[Exercise objective] Rewrite the part of the review of Lafferty's stories that opens with the words containing "Or should it?" and closes with "of these feelings.", substituting "melancholy" for "sadness".
** START OF Selected passage **
There are recurring characters like the scientists Velikof Vonk and Willy McGilly, who always turn up when strange things are afoot. Like in the second story, Narrow Valley, in which a Native American magically makes his mile-wide valley narrow as a ditch to deter settlers. Dr. Vonk shows up with nonsense explanations about a psychic nexus or noospheric fault-line and concludes that “I am glad I was able to give a scientific explanation to it or it would have worried me.” See, I am not even sure that this is science fiction, but I wouldn’t know where else to fit it. Lafferty is a fantast, a fabulist. None of it should be taken seriously anyway.

Or should it? The stories aren’t just about craziness and jokes, there’s more to them. Many have a sadness to them and most of his stories leave you with difficult to define feelings. Like:

  • Quiet acceptance of the unexplainable.
  • A loving hopelessness about human drives.
  • Justified grotesquery against shortsightedness.
  • Apprehension of hidden meaninglessness.
  • The loneliness of loss unacknowledged by others.
  • The tension of veneration versus exploitation.
  • The wistfulness of bygone spectacle.

The funny and strange story Nine-Hundred Grandmothers, for instance, plays on more than one of these feelings.

The stories, most of them written in the 1970s, run at a super-high pace, full of little side jokes that sometimes come back as part of a resolution or to slipstream the story in sudden new directions. The great thing is that the stories are very unpredictable, even on a sentence-by-sentence level, and do away with many established rules of storytelling. Much like Jack Vance’s writing, a story can immediately be recognised as Laffertian on the very first page and is almost impossible to imitate. Just don’t overload yourself with it.
** END OF Selected passage **
** START OF Stored records **
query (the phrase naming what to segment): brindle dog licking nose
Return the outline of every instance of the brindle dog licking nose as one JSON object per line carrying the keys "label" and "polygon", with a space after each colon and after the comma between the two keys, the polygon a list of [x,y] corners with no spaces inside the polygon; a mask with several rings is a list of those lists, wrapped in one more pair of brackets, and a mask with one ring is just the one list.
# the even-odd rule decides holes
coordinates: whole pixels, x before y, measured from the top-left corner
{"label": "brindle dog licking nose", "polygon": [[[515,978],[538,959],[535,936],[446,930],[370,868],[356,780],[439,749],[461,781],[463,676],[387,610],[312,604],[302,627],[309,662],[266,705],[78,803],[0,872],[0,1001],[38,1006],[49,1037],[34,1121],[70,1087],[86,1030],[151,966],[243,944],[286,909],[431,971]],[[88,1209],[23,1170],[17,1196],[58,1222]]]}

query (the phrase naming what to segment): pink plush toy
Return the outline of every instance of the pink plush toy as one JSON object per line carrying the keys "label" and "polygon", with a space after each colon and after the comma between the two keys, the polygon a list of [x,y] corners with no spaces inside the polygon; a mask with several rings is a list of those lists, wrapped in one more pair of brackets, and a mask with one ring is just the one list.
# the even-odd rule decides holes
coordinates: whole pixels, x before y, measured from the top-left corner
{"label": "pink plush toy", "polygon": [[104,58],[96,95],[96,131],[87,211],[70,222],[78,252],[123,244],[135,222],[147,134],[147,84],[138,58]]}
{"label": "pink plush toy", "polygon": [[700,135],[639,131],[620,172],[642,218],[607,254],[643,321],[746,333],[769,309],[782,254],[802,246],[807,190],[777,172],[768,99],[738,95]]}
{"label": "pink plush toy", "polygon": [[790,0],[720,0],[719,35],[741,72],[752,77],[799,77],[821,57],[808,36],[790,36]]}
** END OF Stored records **
[Result of the exercise]
Or should it? The stories aren’t just about craziness and jokes, there’s more to them. Many have a melancholy to them and most of his stories leave you with difficult to define feelings. Like:

  • Quiet acceptance of the unexplainable.
  • A loving hopelessness about human drives.
  • Justified grotesquery against shortsightedness.
  • Apprehension of hidden meaninglessness.
  • The loneliness of loss unacknowledged by others.
  • The tension of veneration versus exploitation.
  • The wistfulness of bygone spectacle.

The funny and strange story Nine-Hundred Grandmothers, for instance, plays on more than one of these feelings.